» Task to complete
Once the data has been read, restate all of it exactly.

» Data to process
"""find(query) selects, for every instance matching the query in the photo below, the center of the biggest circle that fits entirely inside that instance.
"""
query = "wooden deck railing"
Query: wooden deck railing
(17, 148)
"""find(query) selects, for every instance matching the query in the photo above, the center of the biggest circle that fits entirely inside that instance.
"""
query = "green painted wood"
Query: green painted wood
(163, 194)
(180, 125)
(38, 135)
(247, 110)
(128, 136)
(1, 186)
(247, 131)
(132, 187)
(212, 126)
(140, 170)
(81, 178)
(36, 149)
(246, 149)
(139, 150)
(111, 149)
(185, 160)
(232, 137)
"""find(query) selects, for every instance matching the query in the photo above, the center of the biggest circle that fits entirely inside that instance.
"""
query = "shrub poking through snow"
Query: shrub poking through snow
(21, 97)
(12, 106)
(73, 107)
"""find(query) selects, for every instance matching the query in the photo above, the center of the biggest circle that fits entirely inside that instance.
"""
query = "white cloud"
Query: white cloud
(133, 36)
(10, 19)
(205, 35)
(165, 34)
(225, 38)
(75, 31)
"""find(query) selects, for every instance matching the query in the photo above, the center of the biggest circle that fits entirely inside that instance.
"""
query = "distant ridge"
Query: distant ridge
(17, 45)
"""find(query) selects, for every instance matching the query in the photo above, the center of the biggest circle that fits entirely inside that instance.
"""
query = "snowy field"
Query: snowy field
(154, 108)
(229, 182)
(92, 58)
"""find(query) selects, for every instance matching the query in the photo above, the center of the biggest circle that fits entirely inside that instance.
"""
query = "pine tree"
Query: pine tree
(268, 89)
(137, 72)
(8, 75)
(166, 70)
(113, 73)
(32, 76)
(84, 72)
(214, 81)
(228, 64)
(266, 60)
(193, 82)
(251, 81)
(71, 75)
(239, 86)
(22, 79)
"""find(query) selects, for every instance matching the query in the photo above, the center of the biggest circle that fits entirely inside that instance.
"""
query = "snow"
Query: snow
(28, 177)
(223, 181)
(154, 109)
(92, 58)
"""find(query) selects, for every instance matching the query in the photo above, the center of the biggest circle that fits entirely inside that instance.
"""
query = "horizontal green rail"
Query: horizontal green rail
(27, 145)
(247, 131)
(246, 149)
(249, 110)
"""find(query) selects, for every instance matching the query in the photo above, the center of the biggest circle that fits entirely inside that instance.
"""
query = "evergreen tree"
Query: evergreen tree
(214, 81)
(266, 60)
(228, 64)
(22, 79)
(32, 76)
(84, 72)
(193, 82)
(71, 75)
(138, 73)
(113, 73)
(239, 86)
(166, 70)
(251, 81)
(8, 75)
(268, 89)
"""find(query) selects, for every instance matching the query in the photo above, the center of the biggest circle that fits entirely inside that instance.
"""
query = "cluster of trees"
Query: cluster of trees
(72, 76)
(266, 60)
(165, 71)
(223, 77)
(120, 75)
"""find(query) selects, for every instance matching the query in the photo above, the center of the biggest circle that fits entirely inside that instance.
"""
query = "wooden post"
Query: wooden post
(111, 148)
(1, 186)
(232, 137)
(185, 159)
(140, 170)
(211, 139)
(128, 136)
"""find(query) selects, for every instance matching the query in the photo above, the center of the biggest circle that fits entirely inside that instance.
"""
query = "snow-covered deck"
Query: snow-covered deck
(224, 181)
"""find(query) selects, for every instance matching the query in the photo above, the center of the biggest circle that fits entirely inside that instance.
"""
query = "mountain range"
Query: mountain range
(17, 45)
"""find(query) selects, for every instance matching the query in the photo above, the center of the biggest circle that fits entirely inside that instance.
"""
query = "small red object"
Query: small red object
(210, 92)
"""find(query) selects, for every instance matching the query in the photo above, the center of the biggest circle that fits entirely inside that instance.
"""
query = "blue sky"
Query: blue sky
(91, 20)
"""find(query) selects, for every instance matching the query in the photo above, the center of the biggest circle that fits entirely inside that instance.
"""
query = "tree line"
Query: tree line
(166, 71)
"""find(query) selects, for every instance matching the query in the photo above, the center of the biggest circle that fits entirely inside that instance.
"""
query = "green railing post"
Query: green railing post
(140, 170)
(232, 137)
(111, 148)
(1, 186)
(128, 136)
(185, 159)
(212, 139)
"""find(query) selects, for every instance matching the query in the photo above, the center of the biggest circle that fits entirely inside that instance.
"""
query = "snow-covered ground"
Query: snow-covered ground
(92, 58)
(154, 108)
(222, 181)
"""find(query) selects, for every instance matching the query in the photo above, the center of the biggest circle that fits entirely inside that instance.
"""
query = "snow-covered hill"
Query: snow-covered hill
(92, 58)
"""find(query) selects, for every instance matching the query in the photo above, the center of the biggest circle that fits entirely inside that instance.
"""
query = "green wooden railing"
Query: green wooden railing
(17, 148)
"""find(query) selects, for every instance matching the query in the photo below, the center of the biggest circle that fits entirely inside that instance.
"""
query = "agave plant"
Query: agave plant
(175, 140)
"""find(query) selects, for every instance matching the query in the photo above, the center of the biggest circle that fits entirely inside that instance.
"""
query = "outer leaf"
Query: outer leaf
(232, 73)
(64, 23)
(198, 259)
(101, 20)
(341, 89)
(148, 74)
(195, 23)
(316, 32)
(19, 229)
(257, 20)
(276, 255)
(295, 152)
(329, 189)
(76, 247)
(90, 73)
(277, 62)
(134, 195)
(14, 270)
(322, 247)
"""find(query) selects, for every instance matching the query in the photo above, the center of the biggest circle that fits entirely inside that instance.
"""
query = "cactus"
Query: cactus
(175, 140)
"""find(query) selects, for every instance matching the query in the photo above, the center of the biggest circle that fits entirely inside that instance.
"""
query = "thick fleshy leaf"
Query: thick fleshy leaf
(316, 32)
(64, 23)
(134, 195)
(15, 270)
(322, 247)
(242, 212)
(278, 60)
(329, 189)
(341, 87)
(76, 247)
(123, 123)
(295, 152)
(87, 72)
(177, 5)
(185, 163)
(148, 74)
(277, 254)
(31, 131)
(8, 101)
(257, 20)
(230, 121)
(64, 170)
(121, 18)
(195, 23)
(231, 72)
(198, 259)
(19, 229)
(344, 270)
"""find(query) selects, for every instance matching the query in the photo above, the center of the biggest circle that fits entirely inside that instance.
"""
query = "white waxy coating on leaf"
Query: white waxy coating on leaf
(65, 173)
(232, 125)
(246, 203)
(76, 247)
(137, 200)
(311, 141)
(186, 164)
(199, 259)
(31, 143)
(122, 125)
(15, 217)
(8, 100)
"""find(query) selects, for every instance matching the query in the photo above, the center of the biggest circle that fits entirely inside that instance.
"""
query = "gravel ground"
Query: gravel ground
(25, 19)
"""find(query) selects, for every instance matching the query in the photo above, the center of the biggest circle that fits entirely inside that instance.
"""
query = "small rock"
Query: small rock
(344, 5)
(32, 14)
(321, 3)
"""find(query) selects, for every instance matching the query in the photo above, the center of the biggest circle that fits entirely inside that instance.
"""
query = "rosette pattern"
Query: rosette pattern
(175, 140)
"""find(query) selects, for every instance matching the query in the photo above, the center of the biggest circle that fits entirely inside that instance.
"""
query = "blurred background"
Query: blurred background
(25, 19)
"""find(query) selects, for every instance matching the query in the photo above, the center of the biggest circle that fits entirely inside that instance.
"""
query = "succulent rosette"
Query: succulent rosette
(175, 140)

» Solution
"""find(query) selects, for every instance matching the query in the photo below, the center of the biggest circle that fits entirely inside that instance.
"""
query = "wooden deck railing"
Query: wooden deck railing
(17, 148)
"""find(query) selects, for every instance matching the query in the photo above, the center of the biggest circle that fits entirely inside that instance.
"""
query = "green painted wood"
Query: green painted wood
(163, 194)
(180, 125)
(38, 135)
(247, 110)
(128, 136)
(1, 186)
(247, 131)
(132, 187)
(212, 126)
(140, 170)
(81, 178)
(36, 149)
(246, 149)
(139, 150)
(111, 149)
(185, 160)
(232, 137)
"""find(query) selects, for every instance matching the query in the photo above, the center of the biggest circle that fits entirely inside that instance.
"""
query = "shrub poking through snow"
Query: shrub poking through snow
(21, 97)
(12, 106)
(73, 107)
"""find(query) selects, for every instance matching the query in the photo above, the center of the biggest circle that fits entirely inside that instance.
"""
query = "white cloud"
Query: white cloud
(133, 36)
(10, 19)
(205, 35)
(165, 34)
(225, 38)
(75, 31)
"""find(query) selects, for every instance matching the query in the photo above, the center of the biggest circle that fits entirely inside that instance.
"""
query = "distant ridge"
Query: distant ridge
(17, 45)
"""find(query) selects, for every instance matching the query in the photo above, the center of the biggest circle that fits entirely inside that instance.
"""
query = "snowy field"
Query: snowy field
(154, 108)
(229, 182)
(92, 58)
"""find(query) selects, for every instance matching the query in the photo above, the center of the biggest circle that fits entirely inside that instance.
"""
query = "pine tree"
Query: pine tree
(268, 89)
(137, 72)
(8, 75)
(166, 70)
(113, 73)
(32, 76)
(84, 72)
(214, 81)
(228, 64)
(266, 60)
(193, 82)
(251, 81)
(71, 75)
(239, 86)
(22, 79)
"""find(query) selects, for every instance matching the query in the photo above, the center of the biggest circle that fits entirely inside that instance.
"""
query = "snow"
Query: snow
(28, 177)
(223, 181)
(154, 109)
(92, 58)
"""find(query) selects, for every instance matching the query in the photo above, the center of the biggest circle that fits entirely inside that instance.
"""
query = "horizontal green rail"
Query: horizontal green rail
(27, 145)
(247, 131)
(246, 149)
(249, 110)
"""find(query) selects, for every instance matching the query in the photo above, the center of the biggest circle that fits entirely inside that instance.
"""
query = "evergreen tree"
Query: evergreen tree
(214, 81)
(266, 60)
(228, 64)
(22, 79)
(32, 76)
(84, 72)
(193, 82)
(71, 75)
(138, 73)
(113, 73)
(239, 86)
(166, 70)
(251, 81)
(8, 75)
(268, 89)
"""find(query) selects, for every instance matching the query in the photo above, the center of the biggest circle that fits entirely inside that instance.
"""
query = "cluster of trees"
Query: cluster of trees
(72, 76)
(266, 60)
(165, 71)
(223, 77)
(120, 75)
"""find(query) selects, for every instance matching the query in the photo above, the center of the biggest circle that fits entirely inside that instance.
"""
query = "wooden post"
Query: wooden post
(111, 148)
(1, 186)
(232, 137)
(185, 159)
(140, 170)
(211, 139)
(128, 136)
"""find(query) selects, for every instance matching the query in the photo above, the center of the biggest circle that fits entirely inside that instance.
"""
query = "snow-covered deck"
Query: snow-covered deck
(224, 181)
"""find(query) selects, for every instance matching the query in the photo above, the center of the biggest circle that fits entirely inside that instance.
"""
query = "mountain range"
Query: mountain range
(17, 45)
"""find(query) selects, for every instance matching the query in the photo above, the center of the biggest circle that fits entirely inside that instance.
"""
query = "small red object"
Query: small red object
(210, 92)
"""find(query) selects, for every instance matching the query in the photo above, the center of the biggest circle that fits entirely inside that instance.
"""
query = "blue sky"
Query: blue sky
(91, 20)
"""find(query) selects, for every instance matching the query in the photo above, the center of the biggest circle that fits entirely inside that instance.
"""
query = "tree line"
Query: tree line
(166, 71)
"""find(query) selects, for every instance matching the query in the photo above, the center of the biggest circle that fits entirely inside that instance.
"""
query = "green railing post"
Query: green railing post
(140, 170)
(232, 137)
(111, 148)
(1, 186)
(128, 136)
(185, 159)
(212, 139)
"""find(query) selects, for every instance matching the query in the photo above, the center of the biggest circle that fits entirely inside that instance.
"""
query = "snow-covered ground"
Query: snow-covered ground
(92, 58)
(154, 108)
(222, 181)
"""find(query) selects, for every instance matching the query in the photo above, the center of the biggest circle that fits entirely inside that instance.
"""
query = "snow-covered hill"
Query: snow-covered hill
(92, 58)
"""find(query) selects, for every instance matching the query in the photo above, the center of the biggest circle that fits entirely inside that instance.
"""
query = "green wooden railing"
Query: green wooden railing
(17, 148)
"""find(query) selects, for every instance matching the query in the photo below, the center of the biggest circle that fits entirely inside that instance.
"""
query = "agave plant"
Query: agave plant
(175, 140)
"""find(query) selects, for every instance matching the query in the photo above, the center of the biggest circle that fits entirely inside that instance.
"""
query = "outer leaf"
Query: outer leaf
(232, 73)
(64, 23)
(198, 259)
(101, 20)
(341, 89)
(148, 74)
(195, 23)
(316, 32)
(19, 229)
(257, 20)
(276, 255)
(295, 152)
(329, 189)
(76, 247)
(90, 73)
(277, 62)
(134, 195)
(14, 270)
(322, 247)
"""find(query) selects, for every instance matching the query in the photo above, the center of the biggest circle that fits entirely inside that instance.
"""
query = "cactus"
Query: cactus
(175, 140)
"""find(query) selects, for every instance matching the query in the photo above, the center of the biggest circle that fits entirely inside that instance.
"""
query = "thick fleshy leaf"
Query: thick fleshy leaf
(316, 32)
(64, 23)
(134, 195)
(15, 270)
(322, 247)
(242, 212)
(278, 60)
(329, 189)
(341, 87)
(76, 247)
(123, 123)
(295, 152)
(87, 72)
(177, 5)
(185, 163)
(148, 74)
(277, 254)
(31, 131)
(8, 101)
(257, 20)
(230, 121)
(64, 170)
(121, 18)
(195, 23)
(231, 72)
(198, 259)
(19, 229)
(344, 270)
"""find(query) selects, for every instance matching the query in the photo above, the center of the biggest circle that fits entirely inside that instance.
"""
query = "white waxy coating on leaf"
Query: white waxy coating on leaf
(65, 173)
(232, 125)
(246, 203)
(76, 247)
(137, 200)
(311, 141)
(186, 164)
(199, 259)
(31, 143)
(122, 125)
(15, 217)
(8, 100)
"""find(query) selects, for every instance matching the query in the photo above, the center of the biggest circle that fits entirely inside that instance.
"""
query = "gravel ground"
Query: gravel ground
(25, 19)
"""find(query) selects, for every instance matching the query in the photo above, the center of the biggest circle that fits entirely inside that instance.
"""
query = "small rock"
Query: small rock
(344, 5)
(32, 14)
(321, 3)
"""find(query) selects, for every instance matching the query in the photo above, the center of the biggest circle that fits entirely inside that instance.
"""
query = "rosette pattern"
Query: rosette pattern
(175, 140)
"""find(query) selects, for every instance matching the query in the photo above, the center of the biggest circle that fits entirely inside that instance.
"""
query = "blurred background"
Query: blurred background
(25, 19)
"""find(query) selects, for every instance matching the query in the photo above, the center of the biggest circle that fits entirely inside that instance.
"""
query = "succulent rosette"
Query: succulent rosette
(175, 140)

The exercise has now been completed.